Goal of the exercise
Give an exact transcription of every line, dropping the images.

Rows
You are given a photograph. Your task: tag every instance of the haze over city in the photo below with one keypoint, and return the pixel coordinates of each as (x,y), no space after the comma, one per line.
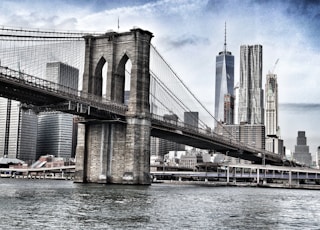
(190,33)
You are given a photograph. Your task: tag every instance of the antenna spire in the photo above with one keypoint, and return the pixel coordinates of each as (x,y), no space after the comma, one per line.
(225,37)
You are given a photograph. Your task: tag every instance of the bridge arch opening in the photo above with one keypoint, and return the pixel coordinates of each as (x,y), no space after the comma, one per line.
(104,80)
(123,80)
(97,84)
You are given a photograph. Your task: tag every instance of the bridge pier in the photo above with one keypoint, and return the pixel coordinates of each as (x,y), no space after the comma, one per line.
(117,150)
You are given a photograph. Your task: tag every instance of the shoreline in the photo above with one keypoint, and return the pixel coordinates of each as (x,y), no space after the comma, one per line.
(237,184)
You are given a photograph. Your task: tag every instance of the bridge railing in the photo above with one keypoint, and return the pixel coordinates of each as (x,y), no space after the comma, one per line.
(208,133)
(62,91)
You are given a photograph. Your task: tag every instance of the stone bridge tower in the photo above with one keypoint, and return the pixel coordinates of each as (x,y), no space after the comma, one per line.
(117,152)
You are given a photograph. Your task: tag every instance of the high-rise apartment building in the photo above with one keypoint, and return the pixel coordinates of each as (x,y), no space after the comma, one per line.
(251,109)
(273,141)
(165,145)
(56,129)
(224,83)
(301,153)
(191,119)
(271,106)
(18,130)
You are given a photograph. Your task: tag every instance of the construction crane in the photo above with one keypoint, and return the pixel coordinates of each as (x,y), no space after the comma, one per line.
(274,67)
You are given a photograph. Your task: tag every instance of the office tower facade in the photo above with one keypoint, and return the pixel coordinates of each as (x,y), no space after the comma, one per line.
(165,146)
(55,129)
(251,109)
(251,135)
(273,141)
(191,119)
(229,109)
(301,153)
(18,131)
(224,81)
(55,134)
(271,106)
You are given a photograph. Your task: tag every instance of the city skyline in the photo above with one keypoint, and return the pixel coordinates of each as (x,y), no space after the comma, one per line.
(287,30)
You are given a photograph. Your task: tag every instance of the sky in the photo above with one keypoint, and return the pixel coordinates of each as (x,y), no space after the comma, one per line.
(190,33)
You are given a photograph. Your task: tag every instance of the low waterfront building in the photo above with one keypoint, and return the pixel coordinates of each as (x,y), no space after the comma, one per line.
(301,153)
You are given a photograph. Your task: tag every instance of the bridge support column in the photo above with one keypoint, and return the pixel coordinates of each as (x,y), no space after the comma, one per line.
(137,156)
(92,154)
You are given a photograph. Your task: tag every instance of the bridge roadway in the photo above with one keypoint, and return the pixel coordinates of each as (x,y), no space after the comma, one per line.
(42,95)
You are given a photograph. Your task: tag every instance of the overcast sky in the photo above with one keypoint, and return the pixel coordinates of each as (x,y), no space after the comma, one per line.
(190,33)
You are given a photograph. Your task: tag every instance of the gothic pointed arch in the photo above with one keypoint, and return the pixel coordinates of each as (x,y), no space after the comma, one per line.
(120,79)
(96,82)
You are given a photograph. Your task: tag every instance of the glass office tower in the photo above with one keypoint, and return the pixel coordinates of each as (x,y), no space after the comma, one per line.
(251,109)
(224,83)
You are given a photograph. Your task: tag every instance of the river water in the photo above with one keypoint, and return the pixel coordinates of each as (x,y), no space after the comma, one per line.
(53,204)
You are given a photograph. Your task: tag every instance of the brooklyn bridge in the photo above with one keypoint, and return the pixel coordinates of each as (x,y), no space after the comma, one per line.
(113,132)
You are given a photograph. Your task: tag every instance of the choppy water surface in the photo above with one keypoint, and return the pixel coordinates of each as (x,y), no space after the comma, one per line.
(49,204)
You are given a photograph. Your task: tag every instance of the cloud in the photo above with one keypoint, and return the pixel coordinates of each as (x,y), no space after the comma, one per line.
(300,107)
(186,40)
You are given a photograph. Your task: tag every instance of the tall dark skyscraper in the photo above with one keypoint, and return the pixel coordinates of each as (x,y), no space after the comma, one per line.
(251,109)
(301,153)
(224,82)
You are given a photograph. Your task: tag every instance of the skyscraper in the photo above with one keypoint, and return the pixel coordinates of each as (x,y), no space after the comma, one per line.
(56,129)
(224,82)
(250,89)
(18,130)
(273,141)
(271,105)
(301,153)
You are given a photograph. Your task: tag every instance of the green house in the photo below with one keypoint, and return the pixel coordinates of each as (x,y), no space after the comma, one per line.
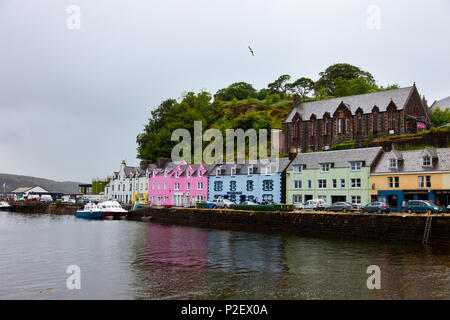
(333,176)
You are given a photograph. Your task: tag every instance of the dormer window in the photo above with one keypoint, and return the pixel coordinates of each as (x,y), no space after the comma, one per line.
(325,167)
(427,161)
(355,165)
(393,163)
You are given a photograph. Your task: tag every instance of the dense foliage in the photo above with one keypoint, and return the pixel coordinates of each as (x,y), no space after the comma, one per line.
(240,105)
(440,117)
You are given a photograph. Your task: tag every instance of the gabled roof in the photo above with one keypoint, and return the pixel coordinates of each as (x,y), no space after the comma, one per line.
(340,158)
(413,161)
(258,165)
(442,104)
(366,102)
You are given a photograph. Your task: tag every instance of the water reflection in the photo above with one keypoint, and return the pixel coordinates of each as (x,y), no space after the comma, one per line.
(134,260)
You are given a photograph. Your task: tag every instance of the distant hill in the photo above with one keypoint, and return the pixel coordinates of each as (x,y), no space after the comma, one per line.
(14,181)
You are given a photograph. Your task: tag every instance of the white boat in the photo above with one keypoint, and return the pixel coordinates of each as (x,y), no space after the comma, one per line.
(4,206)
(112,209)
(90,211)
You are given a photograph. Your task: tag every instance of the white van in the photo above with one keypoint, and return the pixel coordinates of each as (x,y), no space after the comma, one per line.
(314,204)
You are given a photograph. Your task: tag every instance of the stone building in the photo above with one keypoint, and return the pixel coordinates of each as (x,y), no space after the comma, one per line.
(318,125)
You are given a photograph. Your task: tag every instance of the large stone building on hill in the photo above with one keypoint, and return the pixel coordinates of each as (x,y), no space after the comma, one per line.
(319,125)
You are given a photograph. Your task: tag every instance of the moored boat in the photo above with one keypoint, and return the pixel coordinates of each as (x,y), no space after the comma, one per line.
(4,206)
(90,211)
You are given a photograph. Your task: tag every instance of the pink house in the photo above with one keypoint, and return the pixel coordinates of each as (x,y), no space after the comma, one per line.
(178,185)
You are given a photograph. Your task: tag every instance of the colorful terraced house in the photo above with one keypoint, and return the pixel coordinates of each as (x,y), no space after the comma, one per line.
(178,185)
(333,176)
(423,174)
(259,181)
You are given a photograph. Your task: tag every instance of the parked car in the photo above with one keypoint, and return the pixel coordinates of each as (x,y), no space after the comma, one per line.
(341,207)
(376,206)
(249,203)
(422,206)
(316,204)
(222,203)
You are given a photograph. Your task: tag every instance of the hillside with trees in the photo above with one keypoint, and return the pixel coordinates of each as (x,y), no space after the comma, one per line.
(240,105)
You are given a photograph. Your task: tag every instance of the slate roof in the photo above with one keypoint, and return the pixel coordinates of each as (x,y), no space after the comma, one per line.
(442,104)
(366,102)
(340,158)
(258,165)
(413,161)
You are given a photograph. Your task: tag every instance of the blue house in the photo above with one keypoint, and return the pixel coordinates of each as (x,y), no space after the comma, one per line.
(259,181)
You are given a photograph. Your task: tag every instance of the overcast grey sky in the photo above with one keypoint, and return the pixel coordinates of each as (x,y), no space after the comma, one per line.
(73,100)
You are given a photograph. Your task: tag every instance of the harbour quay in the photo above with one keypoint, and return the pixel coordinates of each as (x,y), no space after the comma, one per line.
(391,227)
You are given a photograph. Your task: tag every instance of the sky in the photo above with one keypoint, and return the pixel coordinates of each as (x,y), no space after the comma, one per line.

Finished task
You are given a photograph. Your task: tag every instance of the haze over city in the photo below with one keypoint, and return the pixel coordinates of each as (x,y), no space after the comma, one per line.
(190,33)
You are given a photograph. Your task: tag every instance of the antenna spire in the photo above with one keypoint, and return the pixel coordinates of each as (x,y), no space after the comma, one per line.
(225,37)
You are given a photograph. Your task: tag every instance of the bridge arch opening in the photo above with one keypoint, and return the pixel coordinates of each as (x,y), no space after the comma, one per line.
(104,80)
(123,80)
(97,84)
You are given a photograph. Your task: tag every instance of the bridge pier in the photo above with one keypoint, and return the pixel coordinates of each as (x,y), no space after the comma, one per line.
(117,150)
You are given a photograph. Your task: tag every instance of the shoreline in the photo above with one keypoint, and return the pixel coordinates of each as (x,y), no space after the comma, one per line.
(237,184)
You are given a photograph. Your task: tag every instance of the bridge railing in the photo above with one keypoint, and return the pixel coordinates of each as (x,y), no space after the comma, one per line.
(208,133)
(62,91)
You are given a photograph. Your task: tag every instance of the stone bridge tower in the photo above with one keypoint, and return the pixel coordinates of each as (x,y), no space after the comma, one per line.
(117,152)
You are given a photograph. Your task: tag every instance of the high-rise apartment building in the photo above with one keypoint, and return the pixel coordinates of each as (x,y), no space after the comma, one per line.
(251,109)
(273,141)
(165,145)
(56,129)
(224,83)
(301,153)
(191,119)
(271,106)
(18,130)
You are given a photograph. Your task: tag every instance of the construction crane in the photo above with one keypoint, and return the pixel coordinates of each as (x,y), no space after the comma, one per line.
(274,67)
You are given a photograph. Your task: tag every instance of the office tower facade in the photo above with one keypoint, and return the pixel coordinates of each as (x,y), no space after the comma, one per line.
(165,146)
(55,129)
(251,109)
(251,135)
(273,141)
(191,119)
(229,109)
(301,153)
(18,131)
(224,81)
(55,134)
(271,106)
You are given a photograph. Your task: tag every instance of the city skyline in the photo above with one keypoint, and return the pixel coordinates of each as (x,y), no space after the comma, one per line.
(287,30)
You are given a photograph. Your task: tag every instance of the sky in the photo above with one keypoint, and return the pixel coordinates of each as (x,y), no space after the comma, one per line.
(190,33)
You are given a photograph. Your task: tag every instance of the low waterfront building in the photo above with one keypoint, and return the pixel coordinates of each as (x,y), no space after the comma, one per line.
(301,153)
You are given a photograph. Your task: tag every instance of the bridge support column in the photo above with one keypoint, and return the pixel coordinates of each as (x,y), no space after the comma, one per line.
(137,156)
(92,154)
You are given a photograph. Your task: tag every instance of the bridge roadway in the photo above with one keypoint, and return the pixel coordinates of each as (x,y), no space after the comma, one per line.
(42,95)
You are given a photograph. Your task: tag every instance of the overcast sky in the photo above with one keypoint, and return the pixel coordinates of each as (x,y), no space after the comma, one per line.
(190,33)
You are given a photograph. Your task: tag every instance of the gothic pointed arch in the photo above with one keypoint, and return the pixel coordinates of each as (x,y), no space after the comma, one per line.
(120,79)
(96,82)
You are given a photograph. Your task: tag every instance of the glass office tower in the photo above with one keypoint, and return the pixel coordinates of each as (x,y), no space after the comma, one per line.
(251,109)
(224,83)
You are given a photograph. Your task: tag every instance of the river water in the photo above with one keypoint, and return the pixel coordinates of each as (x,y), no space after the comma, one per line.
(53,204)
You are given a photograph. Your task: tag every instance of the brooklyn bridge in the photo above with one keypoint, and return the pixel coordinates of each as (x,y), no space after the comma, one per line.
(113,132)
You are given a photograph. Your task: tag every instance of the choppy water surface in the photo above with one keypoint, and return the pixel coordinates of each as (x,y), no space after the comma, one per line.
(49,204)
You are given a photograph. Your task: tag every instance of the cloud in the photo above with one keypoint, and return the pixel coordinates of each as (x,y), no space after the comma, one per line.
(300,107)
(186,40)
You are given a photograph. Your task: tag every instance of the tall dark skyscraper in the photo above with one keypoint, and return the pixel coordinates of each as (x,y), no space after the comma, one per line.
(251,109)
(301,153)
(224,82)
You are given a photograph. Your task: tag every instance of the skyscraper in the photo above with one keypoint, and return the pixel coordinates of each as (x,y), no space after the comma, one per line.
(56,129)
(224,82)
(250,89)
(18,130)
(273,141)
(271,105)
(301,153)
You are given a photograph. Your task: tag every instance of the green house in the photo below with one keypoint, and return the pixel coordinates of each as (x,y), no space after the comma, one per line.
(333,176)
You are given a photograph. Your task: tag every instance of the dormer window in the photo above with one keypoint, and return the pixel coordinates of each as (x,y), no space after the comma, one per line.
(325,167)
(427,161)
(355,165)
(393,163)
You are given a photograph. Your task: tag every instance of the dense foliage in the photo above with one keypoint, and return the pixel coordinates of each as (x,y), no space after the comma, one per line.
(240,105)
(440,117)
You are given a photograph. Your task: tag every instance of the gabled roof in the photo above with one keypoint, and return the pixel coordinates of each as (x,y), no space after the comma, one per line.
(340,158)
(413,161)
(258,165)
(442,104)
(366,102)
You are given a photograph. Your task: tag every instance of the water reflection in the photo above with one keypoint, and return the pixel coordinates of each as (x,y), no space after the comma, one per line.
(134,260)
You are given a photograph. Your task: tag every instance of the distant hill in the photo above with one keypoint, and return the pixel coordinates of each as (x,y), no space after the comma, one per line.
(14,181)
You are given a photograph. Your task: tag every instance of the white boat in the photo above with one keypoint, and return the pixel coordinates of each as (x,y), no space after the comma, one per line.
(4,206)
(112,209)
(90,211)
You are given a photograph. Your task: tag every instance of the white van in the photo above with one keypoint, and return the pixel coordinates of each as (x,y), no space after the comma, one per line.
(314,204)
You are given a photograph. Your task: tag every instance of the stone building in the photo above with one keypoint, and return the pixel coordinates of each as (x,y), no space after the comma, one per line.
(318,125)
You are given a photograph. Your task: tag every instance of the large stone building on hill in the photo above with one keypoint, and return the pixel coordinates of each as (x,y), no space after the comma, one per line.
(319,125)
You are given a photograph. Your task: tag every instance of the moored boat in the photo above with one keypoint, and return the pixel coordinates of each as (x,y), no space after the comma, one per line.
(4,206)
(90,211)
You are given a photograph. Your task: tag every instance of the pink house in the photo above with one keypoint, and return the pixel coordinates of each as (x,y), no space after the comma, one per line.
(178,185)
You are given a photograph. Your task: tag every instance of the colorful terraced house in the photo above with one keypoint, and return the pixel coordinates of each as (x,y), no space after the comma, one per line.
(178,185)
(333,176)
(423,174)
(259,181)
You are given a photograph. Your task: tag every instance of the parked car in the photo above with one keypoint, and return the pixel coordinates of each as (x,y), no space after the comma, one per line.
(341,207)
(376,206)
(249,203)
(422,206)
(316,204)
(222,203)
You are given a photograph. Your task: tag every instance of the hillside with trees in the photo above with one keypoint, and return the pixel coordinates of each as (x,y), no space after the comma, one per line.
(240,105)
You are given a photograph. Your task: tag every instance of the slate roof in the photo above with one keypoint, and return the pixel coordinates of each as (x,y), no space after the comma, one per line.
(442,104)
(366,102)
(340,158)
(258,165)
(413,161)
You are given a photograph. Your task: tag every instance of the blue house in the photo above with one keypoint, and return the pixel coordinates of each as (x,y), no space after the comma, one per line.
(259,181)
You are given a photograph. Your task: tag every instance of the overcast grey sky in the photo above with one keypoint, and return the pixel coordinates of each as (x,y), no space after the comma, one per line.
(73,100)
You are given a photograph. Your task: tag every instance of the harbour quay in the photo above with one keypoint, and return the pixel coordinates of each as (x,y), no space after the comma, one per line.
(391,227)
You are given a photograph. Your task: tag every instance of the sky in the photo above with one keypoint, and return the pixel coordinates of each as (x,y), no space after the comma, one per line.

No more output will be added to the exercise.